Text block =
_ _ _ _ _

Structured Format & Clarity: As this assignment itself emphasizes, maintaining a clear structure in your work is important. When you submit, organize your materials as follows:

  • A written report (can be a PDF or MarkDown or DOCX) that includes all the sections and reflections for Parts 1-4. Use headings and subheadings to mirror the assignment structure so graders can easily find each part. Include any code snippets or important excerpts in this document for reference.
  • A folder (or archive) containing:
    • Penrose files (.substance, .style, .domain) and images for Part 1.
    • The Markdown file and Reveal.html for Part 2.
    • Your code and example output for Part 3 (and translation output if applicable).
    • Your code and the slides with notes for Part 4.
    • If you used Jupyter notebooks or other formats, include those as well.
  • If any part of your work is hosted online (e.g., Slides.com deck, or a GitHub repo for code), provide the link in your report clearly.

Grading Criteria:

  • Part 1 (25%): Three diagrams recreated in Penrose, with explanation and reflection. We look for an attempt to separate content/style, and thoughtful commentary on Penrose’s suitability and alternatives.
  • Part 2 (20%): Markdown slide deck completeness and correctness. The content should cover the topics, and the process of converting to Reveal should be documented. Reflection on using Markdown for slides.
  • Part 3 (30%): The translation prep tool code quality and correctness. Does the output preserve structure and replace text appropriately? Clarity of how it could integrate with DeepL. Discussion of DeepL vs alternatives.
  • Part 4 (20%): Implementation of the notes generation and quality of notes. We’re not grading the writing prowess of GPT, but whether you successfully integrated the API and inserted notes. Reflection on prompt and results.
  • Overall (5%): Presentation, organization, and following instructions. This includes the readability of your write-up, proper citation of any sources or libraries used, and evidence of learning through the reflections.

Troubleshooting & Resources:

  • If you encounter issues with Penrose, check the Penrose GitHub discussions or open issues. Sometimes error messages can be cryptic – the community might have answers if you search.
  • For Slides.com/Reveal, the official Reveal.js documentation is a great resource (especially for Markdown features (Markdown | reveal.js) and speaker notes usage (Speaker View | reveal.js)). Slides.com’s help center also has tips (though we noted the Markdown import issue (Import from reveal.js – Slides Help)).
  • DeepL API documentation is available on the DeepL developer site. It includes examples in various languages and how to structure requests. Remember to use the correct endpoint (api-free.deepl.com for free accounts (First things to try with the DeepL API)). If your translations aren’t returning, print out the response or error; you might be hitting a limit or using an incorrect parameter.
  • OpenAI API documentation can be found on the OpenAI Developer site. Look for the section on “Chat Completions” as GPT-4.5 will likely use that interface (similar to GPT-4). There are code examples for calling the API in Python, Node, etc. If you have issues (e.g., invalid API key, model not available), double-check your credentials and access.
  • Don’t hesitate to ask for help: If you’re stuck, reach out on the course forum or office hours. But do so without sharing too much of your solution code (to avoid plagiarism issues). For instance, you can ask “Has anyone used DeepL API? I’m getting an authentication error even though I have a key” – that’s fine.

By completing this assignment, you’ll have practiced applying the separation of concerns principle in multiple domains and seen firsthand how using specialized tools or services (DSLs, Markdown, translation APIs, AI models) can simplify complex tasks by dividing responsibilities. Good luck, and have fun exploring these tools!

_ _ _ _ _

Data segment =
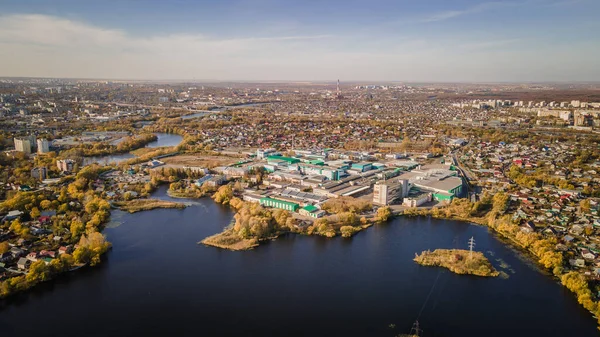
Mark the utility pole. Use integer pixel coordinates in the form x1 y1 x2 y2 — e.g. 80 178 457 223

_ _ _ _ _

Tasks to complete =
a: In the assignment text, shorten the paragraph that begins "By completing this assignment" while keeping its main facts.
b: Print the portion of the assignment text starting with "Structured Format &" and going on through "those as well.", word for word.

Answers to the exercises =
a: This assignment gives practice in applying separation of concerns across several domains. It shows how specialized tools and services (DSLs, Markdown, translation APIs, AI models) make complex tasks simpler by dividing responsibilities. Good luck, and have fun with these tools!

b:
Structured Format & Clarity: As this assignment itself emphasizes, maintaining a clear structure in your work is important. When you submit, organize your materials as follows:

  • A written report (can be a PDF or MarkDown or DOCX) that includes all the sections and reflections for Parts 1-4. Use headings and subheadings to mirror the assignment structure so graders can easily find each part. Include any code snippets or important excerpts in this document for reference.
  • A folder (or archive) containing:
    • Penrose files (.substance, .style, .domain) and images for Part 1.
    • The Markdown file and Reveal.html for Part 2.
    • Your code and example output for Part 3 (and translation output if applicable).
    • Your code and the slides with notes for Part 4.
    • If you used Jupyter notebooks or other formats, include those as well.